▸ **INFORMATION GIVEN**:

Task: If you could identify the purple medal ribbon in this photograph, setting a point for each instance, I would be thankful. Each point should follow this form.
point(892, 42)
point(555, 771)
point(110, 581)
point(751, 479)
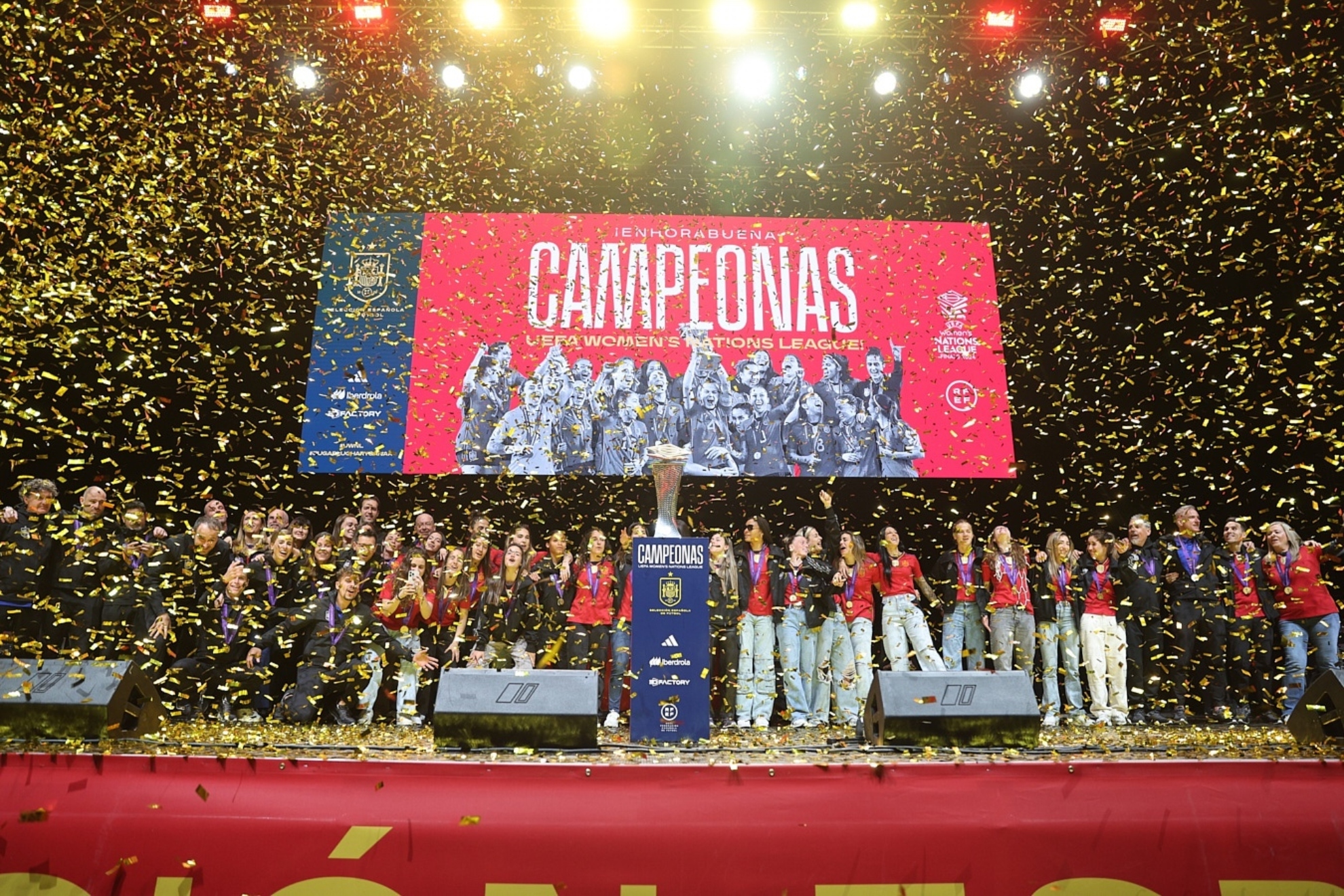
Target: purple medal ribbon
point(223, 622)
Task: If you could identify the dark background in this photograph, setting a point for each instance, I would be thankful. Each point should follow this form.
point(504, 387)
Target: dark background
point(1171, 312)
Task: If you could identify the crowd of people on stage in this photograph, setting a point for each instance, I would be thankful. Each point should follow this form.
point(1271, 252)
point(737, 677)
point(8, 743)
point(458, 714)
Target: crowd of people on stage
point(273, 617)
point(753, 421)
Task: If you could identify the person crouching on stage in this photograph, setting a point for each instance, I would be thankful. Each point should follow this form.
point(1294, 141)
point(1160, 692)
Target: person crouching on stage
point(1058, 613)
point(960, 573)
point(1102, 629)
point(1250, 632)
point(591, 597)
point(508, 621)
point(621, 629)
point(728, 601)
point(398, 609)
point(1012, 629)
point(219, 676)
point(905, 629)
point(334, 671)
point(1308, 620)
point(760, 569)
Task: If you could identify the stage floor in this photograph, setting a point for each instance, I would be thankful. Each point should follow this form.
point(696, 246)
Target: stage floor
point(725, 746)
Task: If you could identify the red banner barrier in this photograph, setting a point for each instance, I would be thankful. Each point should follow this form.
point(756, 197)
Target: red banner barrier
point(134, 825)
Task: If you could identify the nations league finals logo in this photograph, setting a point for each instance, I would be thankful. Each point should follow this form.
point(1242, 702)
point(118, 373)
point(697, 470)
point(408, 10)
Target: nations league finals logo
point(956, 341)
point(370, 274)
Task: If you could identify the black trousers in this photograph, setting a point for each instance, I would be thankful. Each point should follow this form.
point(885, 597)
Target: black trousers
point(1144, 653)
point(320, 688)
point(1199, 664)
point(725, 648)
point(1250, 662)
point(26, 632)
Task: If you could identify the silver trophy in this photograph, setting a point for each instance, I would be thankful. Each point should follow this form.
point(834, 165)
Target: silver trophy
point(666, 464)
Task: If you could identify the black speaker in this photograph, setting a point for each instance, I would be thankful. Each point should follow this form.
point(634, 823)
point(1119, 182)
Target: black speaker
point(952, 709)
point(508, 708)
point(82, 701)
point(1320, 713)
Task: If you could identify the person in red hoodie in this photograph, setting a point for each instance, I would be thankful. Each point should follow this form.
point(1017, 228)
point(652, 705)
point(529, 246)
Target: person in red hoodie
point(858, 576)
point(905, 629)
point(1101, 631)
point(591, 598)
point(1012, 628)
point(1308, 618)
point(398, 609)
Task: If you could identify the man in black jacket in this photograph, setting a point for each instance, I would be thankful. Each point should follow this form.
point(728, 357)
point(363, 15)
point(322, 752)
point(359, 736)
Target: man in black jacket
point(85, 540)
point(1250, 631)
point(334, 671)
point(30, 554)
point(1201, 618)
point(1142, 559)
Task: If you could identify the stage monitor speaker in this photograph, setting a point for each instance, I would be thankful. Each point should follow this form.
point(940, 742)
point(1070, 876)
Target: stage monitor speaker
point(82, 701)
point(952, 709)
point(1320, 713)
point(550, 708)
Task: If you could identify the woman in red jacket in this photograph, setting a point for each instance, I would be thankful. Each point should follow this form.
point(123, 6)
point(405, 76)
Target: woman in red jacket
point(1012, 628)
point(1308, 617)
point(592, 594)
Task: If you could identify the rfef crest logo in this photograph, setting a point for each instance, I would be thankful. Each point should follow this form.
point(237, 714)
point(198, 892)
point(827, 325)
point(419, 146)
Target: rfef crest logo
point(670, 590)
point(370, 274)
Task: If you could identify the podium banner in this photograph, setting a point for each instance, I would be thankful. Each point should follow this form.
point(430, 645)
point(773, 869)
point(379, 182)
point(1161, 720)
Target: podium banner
point(670, 650)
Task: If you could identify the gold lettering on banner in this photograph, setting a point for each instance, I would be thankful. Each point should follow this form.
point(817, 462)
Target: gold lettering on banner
point(26, 884)
point(1093, 887)
point(1277, 889)
point(358, 841)
point(336, 887)
point(891, 890)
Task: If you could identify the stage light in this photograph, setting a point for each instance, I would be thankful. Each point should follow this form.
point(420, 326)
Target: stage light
point(753, 77)
point(732, 16)
point(483, 14)
point(367, 12)
point(453, 77)
point(859, 15)
point(1113, 24)
point(218, 14)
point(605, 19)
point(581, 77)
point(304, 77)
point(1030, 85)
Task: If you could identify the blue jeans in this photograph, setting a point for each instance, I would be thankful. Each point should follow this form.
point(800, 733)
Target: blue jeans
point(835, 673)
point(1323, 633)
point(963, 628)
point(798, 658)
point(620, 665)
point(755, 668)
point(1061, 633)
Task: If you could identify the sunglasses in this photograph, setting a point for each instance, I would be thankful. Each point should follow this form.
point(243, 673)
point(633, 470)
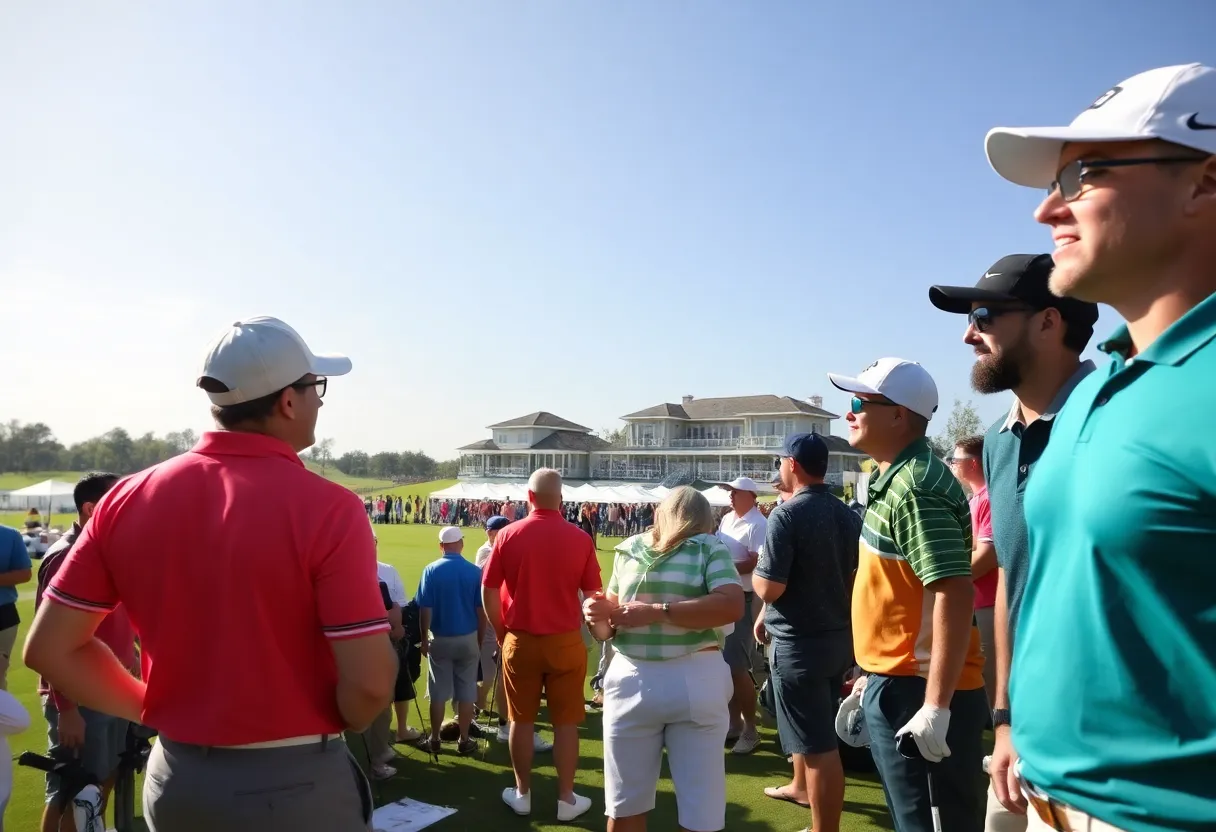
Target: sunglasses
point(984, 316)
point(1071, 178)
point(320, 384)
point(856, 404)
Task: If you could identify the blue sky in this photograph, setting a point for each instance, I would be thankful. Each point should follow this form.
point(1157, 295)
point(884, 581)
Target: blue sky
point(502, 207)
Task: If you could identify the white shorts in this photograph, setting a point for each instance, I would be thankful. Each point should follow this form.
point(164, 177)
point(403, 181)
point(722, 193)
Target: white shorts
point(686, 710)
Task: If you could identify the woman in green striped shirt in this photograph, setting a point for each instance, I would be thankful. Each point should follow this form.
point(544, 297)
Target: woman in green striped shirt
point(671, 590)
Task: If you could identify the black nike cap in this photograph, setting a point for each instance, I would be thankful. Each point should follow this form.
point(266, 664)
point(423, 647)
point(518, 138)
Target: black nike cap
point(1015, 279)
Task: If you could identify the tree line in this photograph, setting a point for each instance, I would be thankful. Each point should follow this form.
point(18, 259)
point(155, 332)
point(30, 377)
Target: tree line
point(26, 448)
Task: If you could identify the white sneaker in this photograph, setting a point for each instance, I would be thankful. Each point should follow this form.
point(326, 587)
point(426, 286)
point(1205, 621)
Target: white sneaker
point(747, 742)
point(521, 804)
point(568, 811)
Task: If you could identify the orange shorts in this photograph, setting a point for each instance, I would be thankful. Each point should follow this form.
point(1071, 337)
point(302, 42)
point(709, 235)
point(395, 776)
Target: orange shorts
point(553, 663)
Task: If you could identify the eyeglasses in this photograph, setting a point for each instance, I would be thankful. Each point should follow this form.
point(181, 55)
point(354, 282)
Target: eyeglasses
point(1071, 176)
point(320, 384)
point(856, 404)
point(984, 316)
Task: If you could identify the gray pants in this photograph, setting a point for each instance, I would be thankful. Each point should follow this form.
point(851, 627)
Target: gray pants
point(451, 669)
point(302, 788)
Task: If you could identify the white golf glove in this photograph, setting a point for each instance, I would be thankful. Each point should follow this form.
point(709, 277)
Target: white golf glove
point(928, 728)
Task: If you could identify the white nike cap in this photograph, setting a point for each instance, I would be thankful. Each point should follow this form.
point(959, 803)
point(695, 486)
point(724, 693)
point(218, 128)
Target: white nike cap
point(260, 355)
point(742, 484)
point(1174, 104)
point(904, 382)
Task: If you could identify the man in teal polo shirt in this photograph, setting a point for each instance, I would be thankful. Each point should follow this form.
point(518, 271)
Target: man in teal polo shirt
point(1028, 341)
point(1115, 659)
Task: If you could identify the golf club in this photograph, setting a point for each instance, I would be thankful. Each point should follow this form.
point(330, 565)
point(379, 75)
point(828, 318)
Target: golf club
point(908, 749)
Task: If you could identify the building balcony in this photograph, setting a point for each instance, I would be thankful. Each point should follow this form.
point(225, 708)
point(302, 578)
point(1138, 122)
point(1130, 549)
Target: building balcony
point(746, 443)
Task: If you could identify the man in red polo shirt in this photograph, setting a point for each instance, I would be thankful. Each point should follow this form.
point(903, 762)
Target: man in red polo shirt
point(530, 594)
point(252, 585)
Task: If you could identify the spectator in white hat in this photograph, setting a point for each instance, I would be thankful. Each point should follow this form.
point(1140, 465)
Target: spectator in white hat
point(452, 625)
point(912, 624)
point(1124, 566)
point(311, 601)
point(742, 530)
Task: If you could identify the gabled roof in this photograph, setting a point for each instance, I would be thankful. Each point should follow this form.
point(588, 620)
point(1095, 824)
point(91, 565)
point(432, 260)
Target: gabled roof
point(559, 440)
point(732, 406)
point(541, 419)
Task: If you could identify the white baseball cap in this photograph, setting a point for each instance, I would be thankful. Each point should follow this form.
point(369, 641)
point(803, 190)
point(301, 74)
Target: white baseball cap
point(1174, 104)
point(742, 484)
point(900, 381)
point(260, 355)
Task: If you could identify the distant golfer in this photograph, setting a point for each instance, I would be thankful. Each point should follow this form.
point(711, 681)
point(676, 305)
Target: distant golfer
point(252, 583)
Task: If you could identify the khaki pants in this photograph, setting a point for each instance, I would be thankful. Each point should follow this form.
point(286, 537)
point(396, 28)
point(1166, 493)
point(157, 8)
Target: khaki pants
point(7, 641)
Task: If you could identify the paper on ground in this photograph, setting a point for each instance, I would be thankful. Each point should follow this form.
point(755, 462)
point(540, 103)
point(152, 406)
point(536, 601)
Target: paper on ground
point(407, 815)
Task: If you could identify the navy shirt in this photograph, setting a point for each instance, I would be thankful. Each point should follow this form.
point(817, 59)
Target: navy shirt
point(811, 547)
point(451, 589)
point(13, 556)
point(1011, 451)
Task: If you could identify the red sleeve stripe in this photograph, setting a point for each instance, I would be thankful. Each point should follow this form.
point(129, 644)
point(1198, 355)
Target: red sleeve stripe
point(356, 629)
point(76, 602)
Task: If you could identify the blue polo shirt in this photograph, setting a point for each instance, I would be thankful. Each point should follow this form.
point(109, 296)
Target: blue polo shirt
point(13, 556)
point(451, 589)
point(1114, 668)
point(1011, 451)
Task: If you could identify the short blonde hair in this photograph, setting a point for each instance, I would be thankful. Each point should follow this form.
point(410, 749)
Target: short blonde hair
point(684, 513)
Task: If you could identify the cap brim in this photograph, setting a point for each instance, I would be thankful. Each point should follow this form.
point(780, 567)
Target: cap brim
point(330, 365)
point(958, 299)
point(850, 384)
point(1030, 156)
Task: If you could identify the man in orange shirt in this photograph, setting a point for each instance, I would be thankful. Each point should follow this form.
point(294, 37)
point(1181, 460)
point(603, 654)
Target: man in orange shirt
point(530, 592)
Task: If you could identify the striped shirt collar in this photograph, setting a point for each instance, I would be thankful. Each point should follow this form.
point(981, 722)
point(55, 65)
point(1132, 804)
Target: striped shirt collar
point(1062, 395)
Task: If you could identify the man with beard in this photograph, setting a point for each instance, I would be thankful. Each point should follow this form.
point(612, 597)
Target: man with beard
point(1028, 341)
point(1119, 596)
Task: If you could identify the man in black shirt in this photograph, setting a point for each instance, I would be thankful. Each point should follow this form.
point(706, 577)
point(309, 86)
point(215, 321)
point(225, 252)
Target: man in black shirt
point(805, 578)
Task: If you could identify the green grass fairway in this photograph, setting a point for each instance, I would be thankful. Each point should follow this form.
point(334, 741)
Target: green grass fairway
point(472, 785)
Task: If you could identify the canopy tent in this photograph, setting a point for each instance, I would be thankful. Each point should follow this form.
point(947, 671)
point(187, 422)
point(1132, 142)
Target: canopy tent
point(584, 493)
point(49, 495)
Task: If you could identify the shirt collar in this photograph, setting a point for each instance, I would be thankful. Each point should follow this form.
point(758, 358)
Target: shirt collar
point(1176, 344)
point(236, 443)
point(915, 449)
point(1057, 403)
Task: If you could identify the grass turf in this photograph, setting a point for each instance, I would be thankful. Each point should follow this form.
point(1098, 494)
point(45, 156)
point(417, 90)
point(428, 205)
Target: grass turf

▸ **TASK REQUIREMENTS**:
Of the entries listed above, reproduce only the lines starting at the line containing "point(755, 462)" and ending at the line containing "point(981, 722)". Include both, exactly as they stand.

▸ **WRITTEN RESPONSE**:
point(755, 462)
point(540, 103)
point(152, 406)
point(536, 601)
Target: paper on ground
point(407, 815)
Task: If you could identify the navy shirt in this photograph, setting a point for each instance, I would be thankful. Each point should follow this form.
point(817, 59)
Target: navy shirt
point(811, 547)
point(451, 589)
point(13, 556)
point(1011, 451)
Task: If you could identify the red sleeve stripe in this photograph, setting a point for each instance, I would be thankful. Each point should follow this form.
point(129, 644)
point(1198, 355)
Target: red sleeve stripe
point(356, 629)
point(76, 602)
Task: If you could identify the blue polo shirt in this photograph, setting a point for each instance, I would be thankful. Each point should follow this form.
point(109, 296)
Target: blue polo shirt
point(13, 556)
point(451, 589)
point(1114, 668)
point(1011, 451)
Task: If you could identify the short blonde hair in this photograph, setting a point for each instance, I would be thankful. Each point should follow this form.
point(410, 749)
Target: short blonde hair
point(684, 513)
Task: If you could identify the cap brim in this photograph, setting a point for each instance, I would be thankful. Each point should follow this form.
point(780, 567)
Target: cap brim
point(330, 365)
point(958, 299)
point(850, 384)
point(1030, 156)
Task: If you could identify the man in orange shirt in this photograph, setting a point for each instance, I would be thankful. Each point should follow this form.
point(294, 37)
point(1181, 460)
point(603, 654)
Target: man in orange shirt
point(530, 592)
Task: If you could identify the striped shirt collar in this photograph, setting a point for each instance, I would be thankful. Each point should follow this form.
point(981, 722)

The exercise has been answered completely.